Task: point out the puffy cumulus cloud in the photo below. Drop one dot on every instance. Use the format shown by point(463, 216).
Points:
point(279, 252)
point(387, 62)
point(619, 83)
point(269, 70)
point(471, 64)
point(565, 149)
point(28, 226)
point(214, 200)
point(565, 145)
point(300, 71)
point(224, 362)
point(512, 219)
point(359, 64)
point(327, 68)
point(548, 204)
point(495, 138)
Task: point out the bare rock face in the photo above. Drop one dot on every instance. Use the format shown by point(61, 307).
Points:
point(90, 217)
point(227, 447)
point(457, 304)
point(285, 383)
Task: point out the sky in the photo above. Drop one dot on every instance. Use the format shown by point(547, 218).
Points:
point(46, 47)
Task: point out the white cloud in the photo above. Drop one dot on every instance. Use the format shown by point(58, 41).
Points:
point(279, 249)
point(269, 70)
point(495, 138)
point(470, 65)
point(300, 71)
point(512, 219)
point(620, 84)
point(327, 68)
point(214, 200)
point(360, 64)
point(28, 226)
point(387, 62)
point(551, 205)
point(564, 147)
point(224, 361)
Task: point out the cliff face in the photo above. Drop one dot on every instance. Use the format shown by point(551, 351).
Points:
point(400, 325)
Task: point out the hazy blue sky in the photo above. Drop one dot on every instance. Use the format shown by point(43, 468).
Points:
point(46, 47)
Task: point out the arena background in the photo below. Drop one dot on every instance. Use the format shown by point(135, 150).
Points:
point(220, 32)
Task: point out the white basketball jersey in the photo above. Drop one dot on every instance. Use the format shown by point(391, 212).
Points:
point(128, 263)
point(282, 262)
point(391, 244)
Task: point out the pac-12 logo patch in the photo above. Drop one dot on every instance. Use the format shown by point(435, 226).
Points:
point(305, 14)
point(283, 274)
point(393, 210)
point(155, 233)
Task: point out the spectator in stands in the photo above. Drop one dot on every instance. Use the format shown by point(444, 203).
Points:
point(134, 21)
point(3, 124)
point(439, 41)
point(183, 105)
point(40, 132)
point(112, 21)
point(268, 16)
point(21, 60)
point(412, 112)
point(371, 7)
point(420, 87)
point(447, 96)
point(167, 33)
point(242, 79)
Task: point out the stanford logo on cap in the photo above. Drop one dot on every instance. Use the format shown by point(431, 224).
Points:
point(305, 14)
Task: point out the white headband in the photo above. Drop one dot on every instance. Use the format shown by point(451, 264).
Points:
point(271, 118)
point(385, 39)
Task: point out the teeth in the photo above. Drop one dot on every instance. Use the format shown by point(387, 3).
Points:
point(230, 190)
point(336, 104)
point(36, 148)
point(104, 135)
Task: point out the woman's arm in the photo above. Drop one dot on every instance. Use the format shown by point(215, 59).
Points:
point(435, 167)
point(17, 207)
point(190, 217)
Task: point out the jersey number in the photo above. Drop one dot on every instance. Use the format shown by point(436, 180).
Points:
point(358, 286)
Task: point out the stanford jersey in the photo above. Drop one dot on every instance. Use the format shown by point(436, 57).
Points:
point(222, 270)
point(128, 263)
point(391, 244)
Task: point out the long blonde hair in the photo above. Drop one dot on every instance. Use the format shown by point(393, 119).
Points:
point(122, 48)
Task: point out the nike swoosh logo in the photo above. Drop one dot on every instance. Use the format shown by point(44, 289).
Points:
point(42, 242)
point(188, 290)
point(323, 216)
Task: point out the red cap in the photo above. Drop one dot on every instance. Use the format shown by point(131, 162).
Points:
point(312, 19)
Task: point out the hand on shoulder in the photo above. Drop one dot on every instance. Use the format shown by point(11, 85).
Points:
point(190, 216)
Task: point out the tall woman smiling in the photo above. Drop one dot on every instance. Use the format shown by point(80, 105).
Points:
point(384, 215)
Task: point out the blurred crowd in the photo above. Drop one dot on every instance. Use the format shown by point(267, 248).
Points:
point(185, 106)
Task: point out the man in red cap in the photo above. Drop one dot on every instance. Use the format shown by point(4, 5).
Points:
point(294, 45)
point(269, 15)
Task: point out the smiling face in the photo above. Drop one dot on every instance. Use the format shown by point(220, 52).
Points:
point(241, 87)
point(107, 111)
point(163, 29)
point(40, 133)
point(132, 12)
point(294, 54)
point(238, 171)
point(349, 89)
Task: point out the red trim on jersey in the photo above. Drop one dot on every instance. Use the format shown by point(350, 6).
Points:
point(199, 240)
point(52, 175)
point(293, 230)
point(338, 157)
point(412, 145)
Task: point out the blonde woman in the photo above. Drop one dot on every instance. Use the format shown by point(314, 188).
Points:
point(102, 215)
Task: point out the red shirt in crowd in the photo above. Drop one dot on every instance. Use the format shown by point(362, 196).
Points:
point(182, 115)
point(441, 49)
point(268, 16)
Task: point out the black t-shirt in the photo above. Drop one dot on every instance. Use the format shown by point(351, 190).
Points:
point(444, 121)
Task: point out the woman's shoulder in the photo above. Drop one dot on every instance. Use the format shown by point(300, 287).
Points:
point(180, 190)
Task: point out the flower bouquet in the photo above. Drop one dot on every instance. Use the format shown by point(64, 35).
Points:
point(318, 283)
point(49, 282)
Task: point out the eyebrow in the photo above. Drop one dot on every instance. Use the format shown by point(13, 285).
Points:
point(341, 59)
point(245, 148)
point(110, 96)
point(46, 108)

EXERCISE PROMPT: Convert every line of the items above into a JSON list of strings, one string per line, and leave out any blank lines.

EXPECTED ANSWER:
[
  "Task: point out the puffy cumulus cloud in the photo below. Drop one dot on every instance. Use the format shown by point(463, 216).",
  "Points:",
  "point(279, 252)",
  "point(387, 62)",
  "point(619, 83)",
  "point(269, 70)",
  "point(471, 64)",
  "point(565, 149)",
  "point(28, 226)",
  "point(214, 200)",
  "point(565, 145)",
  "point(300, 71)",
  "point(224, 362)",
  "point(512, 219)",
  "point(359, 64)",
  "point(327, 68)",
  "point(548, 204)",
  "point(495, 138)",
  "Task: point out the bare rock face in the photo above. Drop one dot on every instance. Use the format shown by point(61, 307).",
  "Points:",
  "point(90, 217)",
  "point(227, 447)",
  "point(457, 304)",
  "point(285, 383)",
  "Task: point out the sky in the photo above. Drop one dot on every instance. Use the format shown by point(547, 218).",
  "Points:",
  "point(46, 47)",
  "Task: point out the white cloud in the photo above. Drop one dot on every instance. Use the format shown by point(58, 41).",
  "Points:",
  "point(279, 249)",
  "point(269, 70)",
  "point(495, 138)",
  "point(470, 65)",
  "point(300, 71)",
  "point(512, 219)",
  "point(620, 84)",
  "point(327, 68)",
  "point(214, 200)",
  "point(360, 64)",
  "point(28, 226)",
  "point(387, 62)",
  "point(551, 205)",
  "point(564, 147)",
  "point(224, 361)",
  "Task: point out the cliff face in the photo above. Drop one dot on every instance. Use the format shown by point(551, 351).",
  "Points:",
  "point(400, 325)",
  "Task: point out the hazy blue sky in the photo above. Drop one dot on every instance. Use the format shown by point(43, 468).",
  "Points:",
  "point(46, 47)",
  "Task: point out the arena background in the photo below. Drop one dot on every instance. Use the format shown by point(135, 150).",
  "Points:",
  "point(220, 32)",
  "Task: point out the white basketball jersey in the photo above. Drop one dot on every instance. Use the format shown by point(391, 212).",
  "Points:",
  "point(128, 263)",
  "point(282, 262)",
  "point(391, 244)",
  "Task: point out the pac-12 logo patch in the photo above. Drop one dot on every instance. Use the format shown by point(435, 226).",
  "Points:",
  "point(305, 14)",
  "point(283, 274)",
  "point(393, 210)",
  "point(155, 233)",
  "Task: point out the spectator in stands in the photo above. Drop one dot on every instance. Use the format shown by point(444, 203).",
  "Points:",
  "point(134, 21)",
  "point(3, 124)",
  "point(439, 41)",
  "point(183, 105)",
  "point(40, 132)",
  "point(112, 21)",
  "point(268, 16)",
  "point(21, 60)",
  "point(412, 112)",
  "point(371, 7)",
  "point(420, 87)",
  "point(447, 96)",
  "point(167, 33)",
  "point(242, 79)",
  "Task: point out the stanford logo on cap in the photo above. Drop one dot on every instance. Use the format shown by point(431, 224).",
  "Points:",
  "point(305, 14)",
  "Task: point out the white headband in the photo above. Drop one dot on every instance. Use the format shown by point(451, 264).",
  "Points:",
  "point(271, 118)",
  "point(385, 39)",
  "Task: point out the teeth in the photo above. Drop one dot on every instance. Use the format shown by point(387, 3).",
  "Points:",
  "point(230, 190)",
  "point(336, 104)",
  "point(36, 148)",
  "point(104, 135)",
  "Task: point out the woman's arm in the photo above. Drop one dot on every instance. Use the format shown by point(215, 59).",
  "Points:",
  "point(435, 167)",
  "point(17, 207)",
  "point(190, 217)",
  "Task: point out the jersey number in the photo above. Drop one dot on every instance. Use the format shown by point(436, 180).",
  "Points:",
  "point(358, 286)",
  "Task: point out the stanford jersey in the photo above. Drop one dot on every instance. Use the format shown by point(436, 57).",
  "Points:",
  "point(222, 270)",
  "point(128, 263)",
  "point(391, 244)",
  "Task: point out the long blonde hair in the photo above. Drop one dot on every instance. Use the format shown by point(393, 119).",
  "Points:",
  "point(122, 48)",
  "Task: point out the nike swoosh logo in the photo above. Drop one dot on every instance. Use the format shown by point(44, 289).",
  "Points:",
  "point(42, 242)",
  "point(188, 290)",
  "point(323, 216)",
  "Task: point out the red cap in the photo above. Drop one dot on every instance. Use the format shown by point(131, 162).",
  "Points:",
  "point(312, 19)",
  "Task: point out the hand on shoulder in the photo above. Drop one dot on every instance. Use the format shown by point(11, 85).",
  "Points:",
  "point(190, 216)",
  "Task: point out the tall woman smiling in the photo above. Drop one dot on every instance. Use the format shown by point(80, 105).",
  "Points:",
  "point(384, 215)",
  "Task: point out the blurred crowd in the photo above. Drop one dot on every instance. Use the format shown by point(267, 248).",
  "Points:",
  "point(185, 106)",
  "Task: point out the man in red cap in the photo above. Drop one dot on every instance. Use the format shown by point(4, 5).",
  "Points:",
  "point(294, 45)",
  "point(269, 15)",
  "Task: point out the smiling face in the photo above. Drop one dot on every instance. Use the format shown by point(220, 52).",
  "Points:",
  "point(241, 87)",
  "point(107, 111)",
  "point(163, 29)",
  "point(40, 133)",
  "point(132, 12)",
  "point(294, 54)",
  "point(238, 171)",
  "point(349, 89)",
  "Task: point out the red trim on jersey in the photo above. Drop one dot on every instance. Use the format shown by point(350, 6).",
  "Points:",
  "point(199, 240)",
  "point(52, 175)",
  "point(293, 230)",
  "point(338, 157)",
  "point(412, 145)",
  "Task: point out the blonde woman in the photo above. Drop one dot on every instance. Use the format shown by point(314, 188).",
  "Points:",
  "point(102, 215)",
  "Task: point out the red shirt in crowd in the photo above. Drop one dot on every instance. Use the format shown by point(362, 196).",
  "Points:",
  "point(182, 115)",
  "point(441, 49)",
  "point(268, 16)",
  "Task: point out the black t-shirt in the photo above. Drop one dot on every instance. Use the format shown by point(351, 190).",
  "Points:",
  "point(444, 121)",
  "Task: point out the woman's shoulder in the photo above. Drop one dot on every instance. Use the format shown by point(300, 287).",
  "Points:",
  "point(180, 190)",
  "Task: point out the flower bouquet in the photo above. Drop one dot on every instance. Use the format shown by point(64, 35).",
  "Points:",
  "point(318, 283)",
  "point(49, 282)",
  "Task: point out the eyebrow in the photo above. Drop one dot on every instance. Use the format shown by point(13, 285).",
  "Points:",
  "point(341, 59)",
  "point(245, 148)",
  "point(110, 96)",
  "point(46, 108)"
]